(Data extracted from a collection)
** BEGIN **

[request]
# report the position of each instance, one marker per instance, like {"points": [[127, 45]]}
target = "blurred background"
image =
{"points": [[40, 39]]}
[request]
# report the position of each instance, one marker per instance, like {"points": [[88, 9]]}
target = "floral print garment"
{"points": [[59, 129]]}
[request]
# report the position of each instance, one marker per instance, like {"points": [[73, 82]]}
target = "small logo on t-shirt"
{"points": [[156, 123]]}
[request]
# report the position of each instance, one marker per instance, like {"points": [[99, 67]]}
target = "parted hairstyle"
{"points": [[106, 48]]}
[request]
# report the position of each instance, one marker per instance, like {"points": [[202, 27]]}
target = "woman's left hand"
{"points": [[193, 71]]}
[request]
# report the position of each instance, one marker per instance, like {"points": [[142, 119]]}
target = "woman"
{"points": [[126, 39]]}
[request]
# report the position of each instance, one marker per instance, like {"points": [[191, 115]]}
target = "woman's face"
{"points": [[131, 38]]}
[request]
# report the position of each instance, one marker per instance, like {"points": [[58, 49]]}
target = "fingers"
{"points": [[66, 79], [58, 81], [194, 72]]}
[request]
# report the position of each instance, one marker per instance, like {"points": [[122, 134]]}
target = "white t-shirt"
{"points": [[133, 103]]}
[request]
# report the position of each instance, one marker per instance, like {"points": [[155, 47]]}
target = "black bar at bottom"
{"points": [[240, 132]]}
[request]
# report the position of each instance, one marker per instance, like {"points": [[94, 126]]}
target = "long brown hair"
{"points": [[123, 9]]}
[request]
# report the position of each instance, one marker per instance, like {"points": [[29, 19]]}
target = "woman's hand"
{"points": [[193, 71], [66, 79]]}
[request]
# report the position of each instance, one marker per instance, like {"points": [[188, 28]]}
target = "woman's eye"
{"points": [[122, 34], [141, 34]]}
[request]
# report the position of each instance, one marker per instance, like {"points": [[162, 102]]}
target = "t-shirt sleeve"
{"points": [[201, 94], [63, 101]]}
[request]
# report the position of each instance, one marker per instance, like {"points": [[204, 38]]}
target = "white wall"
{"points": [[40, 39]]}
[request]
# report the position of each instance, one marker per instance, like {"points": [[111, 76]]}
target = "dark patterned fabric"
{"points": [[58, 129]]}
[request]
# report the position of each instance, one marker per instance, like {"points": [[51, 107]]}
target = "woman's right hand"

** END **
** BEGIN **

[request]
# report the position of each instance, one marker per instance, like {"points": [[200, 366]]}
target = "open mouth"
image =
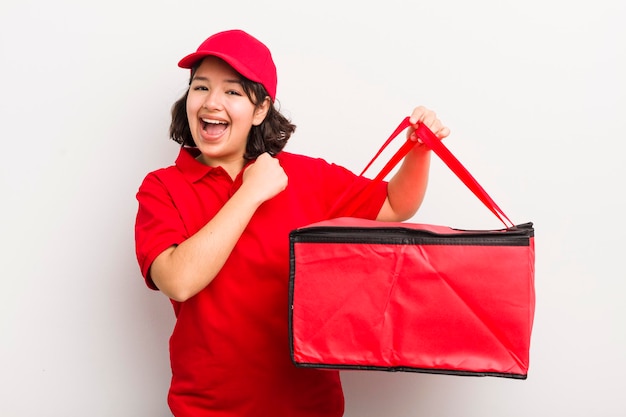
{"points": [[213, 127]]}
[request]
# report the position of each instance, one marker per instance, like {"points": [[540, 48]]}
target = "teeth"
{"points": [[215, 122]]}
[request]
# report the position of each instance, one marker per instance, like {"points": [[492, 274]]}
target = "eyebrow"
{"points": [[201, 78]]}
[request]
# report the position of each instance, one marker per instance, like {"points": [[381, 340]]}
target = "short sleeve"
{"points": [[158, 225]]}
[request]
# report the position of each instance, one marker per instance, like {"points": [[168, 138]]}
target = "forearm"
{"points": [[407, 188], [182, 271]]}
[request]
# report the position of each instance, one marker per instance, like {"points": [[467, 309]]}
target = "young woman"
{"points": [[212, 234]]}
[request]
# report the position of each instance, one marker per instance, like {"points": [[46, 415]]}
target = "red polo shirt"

** END **

[The problem]
Please show every line of the records above that contains the string "white", matching case exactly.

[Task result]
target = "white t-shirt"
target = "white wall"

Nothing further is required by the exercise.